**Source document:**
— Start —

Session Information
27 SES 04 C, Social, Civics and Citizenship Education
Paper Session
Contribution
Critical thinking is a general ideal and normative goal in many curricula in national educational systems of Europe and is a part of the European Union’s key competencies for life-long learning (2006/962/EG). Brookfield (2012) states that critical thinking is key for further studies, for the individual’s development and to guard and further democracy. Social studies subjects has a certain role in citizenship education, both to legitimize existing social order and to contribute to the process of becoming autonomous subjects, where ‘being critical’ or have a disposition or abilities to ‘critical thinking’ is an essential aspect. This study focused on similarities and differences concerning critical thinking in the curriculum of social studies subjects in the Nordic countries. The point of departure is the Swedish curriculum for 7th–9th grade Civics, Geography, History and Religion, which is compared to the equivalence in the other Nordic countries: Finland, Denmark, Iceland and Norway. There are many definitions of what constitutes critical thinking in terms of knowledge and abilities and, consequently, different views on how it should best be taught in school. To what extent critical thinking is situated in different domains of knowledge, and therefore not general, is an ongoing discussion. It is argued that disciplines can be conceptualized as different cultures where epistemological structures and concepts constitutes a context in which critical knowledge is situated, and this is also reflected in school subjects (Kreber ed. 2009; Goodson 1993; Schüllerqvist and Osbeck 2009).
The aim is to gain knowledge about differences and similarities regarding critical thinking depending on subject characteristics and national curriculum context. This study’s comparison of how criticality is conveyed in the curriculum of respective school subjects provides an empirical ground for discussing subject specific forms of critical thinking. However, school subject curricula are constructed in the context of an educational system and are tailored to match a more general discourse of the curriculum. It is therefore also of importance to investigate how the context of the national curriculum influence respective school subjects. Finally, from a broader curriculum theory perspective, the construction of school subjects depend upon which versions of knowledge are selected, framed, and translated into a pedagogic discourse and in this process ideology plays a part (Apple 1990; Deng and Luke 2009). The analysis of the content and construction of the respective subject curricula and the countries national curriculum are based on Basil Bernsteins’ (2000) concepts ‘classification’ and ‘framing’ and also his division between horizontal and vertical discourse (differentiated into horizontal and hierarchical structure).

— End —

**Task directions:** Name every school subject that the abstract lists in the Swedish curriculum for 7th–9th grade. Rely only on the abstract for your answers.

**Entries:**
— Start —

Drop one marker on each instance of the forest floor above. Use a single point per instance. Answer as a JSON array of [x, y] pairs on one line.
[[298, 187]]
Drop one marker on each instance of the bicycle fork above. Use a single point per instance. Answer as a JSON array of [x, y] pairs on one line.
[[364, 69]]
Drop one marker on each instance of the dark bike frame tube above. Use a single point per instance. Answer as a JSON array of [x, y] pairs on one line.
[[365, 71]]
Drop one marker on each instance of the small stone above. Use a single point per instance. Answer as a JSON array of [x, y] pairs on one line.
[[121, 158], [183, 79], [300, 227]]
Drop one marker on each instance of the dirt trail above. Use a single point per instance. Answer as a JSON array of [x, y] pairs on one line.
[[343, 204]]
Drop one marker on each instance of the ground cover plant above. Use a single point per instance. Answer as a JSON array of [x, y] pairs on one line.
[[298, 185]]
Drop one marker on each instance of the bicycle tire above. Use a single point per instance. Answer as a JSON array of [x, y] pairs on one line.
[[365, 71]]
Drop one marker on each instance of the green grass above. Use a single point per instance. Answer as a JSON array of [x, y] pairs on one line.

— End —
— Start —

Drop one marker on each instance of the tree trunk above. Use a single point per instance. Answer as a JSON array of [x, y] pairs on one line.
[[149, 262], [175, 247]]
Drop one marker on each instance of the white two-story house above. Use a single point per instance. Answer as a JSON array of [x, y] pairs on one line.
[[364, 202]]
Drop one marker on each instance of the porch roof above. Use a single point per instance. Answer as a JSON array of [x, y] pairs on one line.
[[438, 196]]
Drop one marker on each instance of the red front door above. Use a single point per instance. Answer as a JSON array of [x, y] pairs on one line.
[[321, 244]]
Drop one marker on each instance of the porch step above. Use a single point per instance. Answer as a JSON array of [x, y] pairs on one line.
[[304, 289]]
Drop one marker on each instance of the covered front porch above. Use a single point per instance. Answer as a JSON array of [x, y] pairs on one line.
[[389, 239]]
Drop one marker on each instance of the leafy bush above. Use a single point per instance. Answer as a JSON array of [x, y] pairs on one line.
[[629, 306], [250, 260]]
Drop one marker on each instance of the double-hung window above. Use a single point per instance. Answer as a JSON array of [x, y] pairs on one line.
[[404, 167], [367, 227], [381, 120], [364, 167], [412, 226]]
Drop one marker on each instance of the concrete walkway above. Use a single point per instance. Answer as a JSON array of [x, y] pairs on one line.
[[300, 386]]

— End —

**Result for this exercise:** Civics, Geography, History, Religion